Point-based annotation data
|---|

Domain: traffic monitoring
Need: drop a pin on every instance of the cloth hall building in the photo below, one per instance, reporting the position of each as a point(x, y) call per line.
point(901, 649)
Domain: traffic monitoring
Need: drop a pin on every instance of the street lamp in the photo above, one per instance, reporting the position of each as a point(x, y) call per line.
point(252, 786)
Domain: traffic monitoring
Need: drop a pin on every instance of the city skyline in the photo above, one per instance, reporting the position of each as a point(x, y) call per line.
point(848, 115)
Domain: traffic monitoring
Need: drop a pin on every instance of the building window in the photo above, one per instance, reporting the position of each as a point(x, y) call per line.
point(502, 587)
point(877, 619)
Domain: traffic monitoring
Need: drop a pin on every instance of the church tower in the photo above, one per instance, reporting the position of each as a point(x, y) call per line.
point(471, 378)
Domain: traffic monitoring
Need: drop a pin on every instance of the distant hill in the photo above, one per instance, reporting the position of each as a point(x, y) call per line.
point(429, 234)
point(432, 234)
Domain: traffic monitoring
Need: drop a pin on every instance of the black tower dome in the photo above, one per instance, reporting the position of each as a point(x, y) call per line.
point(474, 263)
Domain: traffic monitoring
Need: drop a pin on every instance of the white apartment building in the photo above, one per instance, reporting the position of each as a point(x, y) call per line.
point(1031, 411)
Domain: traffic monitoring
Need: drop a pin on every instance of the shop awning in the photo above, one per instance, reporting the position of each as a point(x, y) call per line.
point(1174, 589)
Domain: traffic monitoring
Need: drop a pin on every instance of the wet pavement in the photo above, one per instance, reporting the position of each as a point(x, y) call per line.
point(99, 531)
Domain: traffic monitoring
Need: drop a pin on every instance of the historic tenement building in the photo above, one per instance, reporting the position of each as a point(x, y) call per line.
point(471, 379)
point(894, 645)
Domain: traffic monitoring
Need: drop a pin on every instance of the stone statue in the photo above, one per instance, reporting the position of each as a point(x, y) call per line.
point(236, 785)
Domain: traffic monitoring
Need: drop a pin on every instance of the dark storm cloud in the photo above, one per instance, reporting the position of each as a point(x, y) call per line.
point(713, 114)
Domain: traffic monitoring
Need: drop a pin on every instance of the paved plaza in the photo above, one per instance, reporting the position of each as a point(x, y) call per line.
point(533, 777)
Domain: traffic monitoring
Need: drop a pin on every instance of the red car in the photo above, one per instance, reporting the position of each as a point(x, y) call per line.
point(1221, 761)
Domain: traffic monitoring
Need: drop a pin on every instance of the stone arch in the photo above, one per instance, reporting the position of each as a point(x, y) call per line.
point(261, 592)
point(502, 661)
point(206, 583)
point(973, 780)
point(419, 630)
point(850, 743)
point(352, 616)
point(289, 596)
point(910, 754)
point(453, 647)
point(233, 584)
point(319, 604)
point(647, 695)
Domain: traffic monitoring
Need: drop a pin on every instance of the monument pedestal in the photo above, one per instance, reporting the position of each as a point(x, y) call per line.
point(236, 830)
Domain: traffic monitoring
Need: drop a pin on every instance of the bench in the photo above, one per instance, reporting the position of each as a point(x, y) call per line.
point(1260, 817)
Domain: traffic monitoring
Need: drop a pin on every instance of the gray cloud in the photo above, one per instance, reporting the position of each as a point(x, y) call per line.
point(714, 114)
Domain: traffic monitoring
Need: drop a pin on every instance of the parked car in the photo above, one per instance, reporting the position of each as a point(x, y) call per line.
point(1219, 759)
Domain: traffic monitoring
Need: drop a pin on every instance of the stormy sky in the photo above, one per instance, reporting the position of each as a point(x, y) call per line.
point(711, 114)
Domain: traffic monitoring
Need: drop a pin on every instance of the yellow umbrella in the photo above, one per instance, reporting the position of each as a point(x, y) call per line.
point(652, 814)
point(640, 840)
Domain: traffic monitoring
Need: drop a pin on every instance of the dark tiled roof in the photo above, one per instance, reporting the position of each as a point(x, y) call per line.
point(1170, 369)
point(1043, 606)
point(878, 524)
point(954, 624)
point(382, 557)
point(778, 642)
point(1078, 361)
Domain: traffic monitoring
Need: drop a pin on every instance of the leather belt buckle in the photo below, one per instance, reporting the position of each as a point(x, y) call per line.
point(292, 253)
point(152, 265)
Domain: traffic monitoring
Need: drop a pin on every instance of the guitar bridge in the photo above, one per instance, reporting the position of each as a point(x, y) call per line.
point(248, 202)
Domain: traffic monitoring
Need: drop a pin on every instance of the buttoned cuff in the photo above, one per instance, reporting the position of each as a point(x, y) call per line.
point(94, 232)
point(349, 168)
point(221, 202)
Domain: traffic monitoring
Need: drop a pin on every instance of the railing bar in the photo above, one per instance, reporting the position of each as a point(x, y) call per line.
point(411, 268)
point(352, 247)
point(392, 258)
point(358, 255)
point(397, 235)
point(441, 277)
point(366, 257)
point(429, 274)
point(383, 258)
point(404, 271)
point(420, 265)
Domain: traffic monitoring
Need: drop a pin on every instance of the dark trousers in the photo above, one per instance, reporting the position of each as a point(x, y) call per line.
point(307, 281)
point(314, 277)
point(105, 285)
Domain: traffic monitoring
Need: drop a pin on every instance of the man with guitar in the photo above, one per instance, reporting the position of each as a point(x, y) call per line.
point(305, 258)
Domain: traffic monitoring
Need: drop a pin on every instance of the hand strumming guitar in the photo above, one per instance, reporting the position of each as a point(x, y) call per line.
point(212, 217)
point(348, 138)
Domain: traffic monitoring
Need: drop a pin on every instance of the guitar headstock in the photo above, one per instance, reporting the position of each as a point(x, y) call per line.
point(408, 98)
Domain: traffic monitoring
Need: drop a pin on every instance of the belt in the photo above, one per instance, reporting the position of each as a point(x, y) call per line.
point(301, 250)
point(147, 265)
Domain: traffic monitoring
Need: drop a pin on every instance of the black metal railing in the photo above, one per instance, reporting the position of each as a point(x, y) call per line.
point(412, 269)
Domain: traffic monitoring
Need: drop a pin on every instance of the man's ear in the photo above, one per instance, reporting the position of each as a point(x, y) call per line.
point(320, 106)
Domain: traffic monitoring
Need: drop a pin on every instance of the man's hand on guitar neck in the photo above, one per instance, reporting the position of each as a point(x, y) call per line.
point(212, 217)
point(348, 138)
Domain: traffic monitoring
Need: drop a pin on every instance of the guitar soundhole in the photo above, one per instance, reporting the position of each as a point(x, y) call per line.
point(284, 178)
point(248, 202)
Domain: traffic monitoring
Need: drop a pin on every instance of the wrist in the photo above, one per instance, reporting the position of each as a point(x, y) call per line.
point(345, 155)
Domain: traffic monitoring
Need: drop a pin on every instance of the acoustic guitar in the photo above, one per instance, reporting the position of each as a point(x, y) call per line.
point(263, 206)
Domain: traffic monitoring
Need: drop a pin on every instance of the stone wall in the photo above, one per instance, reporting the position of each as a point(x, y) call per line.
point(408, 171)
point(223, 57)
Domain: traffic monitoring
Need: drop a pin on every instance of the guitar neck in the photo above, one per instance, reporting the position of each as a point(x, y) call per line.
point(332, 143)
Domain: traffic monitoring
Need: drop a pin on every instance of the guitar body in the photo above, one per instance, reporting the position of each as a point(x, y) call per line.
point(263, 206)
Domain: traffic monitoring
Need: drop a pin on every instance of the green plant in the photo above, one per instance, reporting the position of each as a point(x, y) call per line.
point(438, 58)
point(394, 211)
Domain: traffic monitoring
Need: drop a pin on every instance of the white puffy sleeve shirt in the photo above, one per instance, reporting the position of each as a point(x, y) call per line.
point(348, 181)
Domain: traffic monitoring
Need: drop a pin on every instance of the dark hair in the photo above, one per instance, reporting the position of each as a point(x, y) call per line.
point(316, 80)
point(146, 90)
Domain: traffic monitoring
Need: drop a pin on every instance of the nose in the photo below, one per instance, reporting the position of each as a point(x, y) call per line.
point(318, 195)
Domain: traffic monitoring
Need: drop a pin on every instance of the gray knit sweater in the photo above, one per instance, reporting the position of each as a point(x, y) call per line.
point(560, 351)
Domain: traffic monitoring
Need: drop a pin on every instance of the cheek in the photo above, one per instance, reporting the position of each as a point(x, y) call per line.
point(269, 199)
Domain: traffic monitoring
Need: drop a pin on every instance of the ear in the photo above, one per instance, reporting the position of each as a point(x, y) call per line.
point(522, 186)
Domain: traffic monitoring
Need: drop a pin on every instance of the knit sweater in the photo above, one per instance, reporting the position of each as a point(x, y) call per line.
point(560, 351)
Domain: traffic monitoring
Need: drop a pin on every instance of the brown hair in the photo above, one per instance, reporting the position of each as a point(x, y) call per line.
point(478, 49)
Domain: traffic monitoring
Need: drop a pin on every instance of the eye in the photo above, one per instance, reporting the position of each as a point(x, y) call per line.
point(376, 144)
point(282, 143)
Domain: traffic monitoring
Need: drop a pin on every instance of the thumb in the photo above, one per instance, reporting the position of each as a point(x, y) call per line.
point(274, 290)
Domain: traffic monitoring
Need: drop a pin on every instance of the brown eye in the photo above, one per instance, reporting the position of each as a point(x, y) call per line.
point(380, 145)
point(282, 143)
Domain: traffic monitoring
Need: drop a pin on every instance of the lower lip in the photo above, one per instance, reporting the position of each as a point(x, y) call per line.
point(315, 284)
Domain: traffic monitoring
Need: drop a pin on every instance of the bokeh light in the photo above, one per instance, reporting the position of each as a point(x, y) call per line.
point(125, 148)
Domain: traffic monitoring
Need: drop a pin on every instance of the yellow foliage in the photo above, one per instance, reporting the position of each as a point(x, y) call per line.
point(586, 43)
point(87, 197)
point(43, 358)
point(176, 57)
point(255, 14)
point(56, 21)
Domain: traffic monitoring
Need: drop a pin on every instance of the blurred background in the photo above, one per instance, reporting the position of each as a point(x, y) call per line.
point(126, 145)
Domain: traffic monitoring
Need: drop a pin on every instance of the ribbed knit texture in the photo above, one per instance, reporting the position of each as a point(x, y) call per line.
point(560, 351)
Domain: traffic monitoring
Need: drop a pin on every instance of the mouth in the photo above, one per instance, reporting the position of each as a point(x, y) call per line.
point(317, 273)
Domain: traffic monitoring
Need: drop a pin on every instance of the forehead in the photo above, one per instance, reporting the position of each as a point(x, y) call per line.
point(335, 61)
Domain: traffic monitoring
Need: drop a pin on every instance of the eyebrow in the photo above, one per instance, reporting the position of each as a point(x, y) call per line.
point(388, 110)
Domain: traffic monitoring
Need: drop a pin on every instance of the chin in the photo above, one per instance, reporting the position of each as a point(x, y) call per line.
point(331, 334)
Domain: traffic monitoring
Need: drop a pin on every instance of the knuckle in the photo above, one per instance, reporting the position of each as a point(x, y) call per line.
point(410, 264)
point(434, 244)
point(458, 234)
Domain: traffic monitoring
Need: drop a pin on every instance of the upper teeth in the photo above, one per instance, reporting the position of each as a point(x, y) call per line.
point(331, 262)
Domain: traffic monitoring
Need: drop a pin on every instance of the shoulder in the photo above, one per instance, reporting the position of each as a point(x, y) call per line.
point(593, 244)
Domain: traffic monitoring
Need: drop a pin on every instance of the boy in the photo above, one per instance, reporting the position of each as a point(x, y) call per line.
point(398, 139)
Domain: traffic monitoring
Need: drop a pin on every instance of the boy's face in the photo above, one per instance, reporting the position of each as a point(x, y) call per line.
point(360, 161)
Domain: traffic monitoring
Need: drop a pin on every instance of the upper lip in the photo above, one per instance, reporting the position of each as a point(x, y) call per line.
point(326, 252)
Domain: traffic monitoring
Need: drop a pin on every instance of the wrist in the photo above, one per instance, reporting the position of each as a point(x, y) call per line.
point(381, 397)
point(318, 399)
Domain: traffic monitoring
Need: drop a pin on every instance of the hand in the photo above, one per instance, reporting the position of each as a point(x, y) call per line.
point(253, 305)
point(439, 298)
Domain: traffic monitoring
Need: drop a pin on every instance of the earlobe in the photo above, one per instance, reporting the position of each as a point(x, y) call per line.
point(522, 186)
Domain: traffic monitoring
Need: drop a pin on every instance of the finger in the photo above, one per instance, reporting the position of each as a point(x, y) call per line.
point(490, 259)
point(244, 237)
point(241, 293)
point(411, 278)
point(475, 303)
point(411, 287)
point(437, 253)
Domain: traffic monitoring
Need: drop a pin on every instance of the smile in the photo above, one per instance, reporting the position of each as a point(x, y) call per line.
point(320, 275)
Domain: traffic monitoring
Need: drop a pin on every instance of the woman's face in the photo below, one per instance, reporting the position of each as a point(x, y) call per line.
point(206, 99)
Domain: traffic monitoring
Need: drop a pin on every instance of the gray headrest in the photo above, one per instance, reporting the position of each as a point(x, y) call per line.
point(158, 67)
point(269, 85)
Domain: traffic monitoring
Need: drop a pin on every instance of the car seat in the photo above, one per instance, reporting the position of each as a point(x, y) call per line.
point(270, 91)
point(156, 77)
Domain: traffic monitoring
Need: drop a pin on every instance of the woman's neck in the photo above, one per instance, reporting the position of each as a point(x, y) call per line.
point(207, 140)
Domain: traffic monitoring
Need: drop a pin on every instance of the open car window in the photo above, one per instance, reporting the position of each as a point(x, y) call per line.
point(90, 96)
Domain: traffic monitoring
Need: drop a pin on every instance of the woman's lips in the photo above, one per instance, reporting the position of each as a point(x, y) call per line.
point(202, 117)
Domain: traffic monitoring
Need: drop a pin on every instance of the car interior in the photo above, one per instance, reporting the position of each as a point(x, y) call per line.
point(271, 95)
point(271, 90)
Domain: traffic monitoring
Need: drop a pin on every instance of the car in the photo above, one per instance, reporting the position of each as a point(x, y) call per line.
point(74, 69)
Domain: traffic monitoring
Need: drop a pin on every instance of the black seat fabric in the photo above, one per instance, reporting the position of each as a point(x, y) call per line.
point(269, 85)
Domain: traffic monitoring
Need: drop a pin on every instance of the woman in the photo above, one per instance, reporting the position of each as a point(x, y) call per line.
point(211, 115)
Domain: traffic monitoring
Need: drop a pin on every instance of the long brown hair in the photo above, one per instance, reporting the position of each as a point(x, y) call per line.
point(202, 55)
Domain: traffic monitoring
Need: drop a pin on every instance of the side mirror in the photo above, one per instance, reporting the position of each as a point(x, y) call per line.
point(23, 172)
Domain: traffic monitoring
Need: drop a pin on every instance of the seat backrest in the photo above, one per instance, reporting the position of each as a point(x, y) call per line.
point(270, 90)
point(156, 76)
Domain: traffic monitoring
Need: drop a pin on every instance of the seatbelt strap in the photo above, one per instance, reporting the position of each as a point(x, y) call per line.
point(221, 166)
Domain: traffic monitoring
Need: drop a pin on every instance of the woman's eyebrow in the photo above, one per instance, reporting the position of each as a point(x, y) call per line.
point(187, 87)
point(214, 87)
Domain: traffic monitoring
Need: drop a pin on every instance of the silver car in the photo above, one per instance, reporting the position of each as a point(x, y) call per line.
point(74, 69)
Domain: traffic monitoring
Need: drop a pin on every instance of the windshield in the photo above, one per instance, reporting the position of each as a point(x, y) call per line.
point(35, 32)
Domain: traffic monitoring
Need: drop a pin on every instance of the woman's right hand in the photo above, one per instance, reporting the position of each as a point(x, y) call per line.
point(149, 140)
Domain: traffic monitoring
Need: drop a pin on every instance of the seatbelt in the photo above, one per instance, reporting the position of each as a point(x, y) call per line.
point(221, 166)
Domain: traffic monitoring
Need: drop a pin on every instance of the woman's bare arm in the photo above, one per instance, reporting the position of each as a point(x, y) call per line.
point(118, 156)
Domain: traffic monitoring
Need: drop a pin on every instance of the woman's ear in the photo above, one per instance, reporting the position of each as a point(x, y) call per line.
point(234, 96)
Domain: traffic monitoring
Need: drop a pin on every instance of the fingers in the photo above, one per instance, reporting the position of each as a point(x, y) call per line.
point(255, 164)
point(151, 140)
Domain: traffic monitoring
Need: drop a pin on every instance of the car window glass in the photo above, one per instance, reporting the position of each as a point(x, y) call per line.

|---|

What is expected
List every line of the items above that contains the string "below", copying each such line in full. Case counts.

Output
Need: drop a pin on every instance of the cloth hall building in the photo below, one per instance, reporting the position of each as a point(x, y) call per line.
Need: drop a pin on every instance of the leather belt buckle in the photo below, one per instance, reporting the position of each as a point(x, y) call per line.
Need: drop a pin on every instance of the nose in the photo below, one per instance, reporting the position of each as a point(x, y) call per line.
Need: drop a pin on every instance of the woman's face in the photo below, one per instance, reporting the position of each as a point(x, y) call per line.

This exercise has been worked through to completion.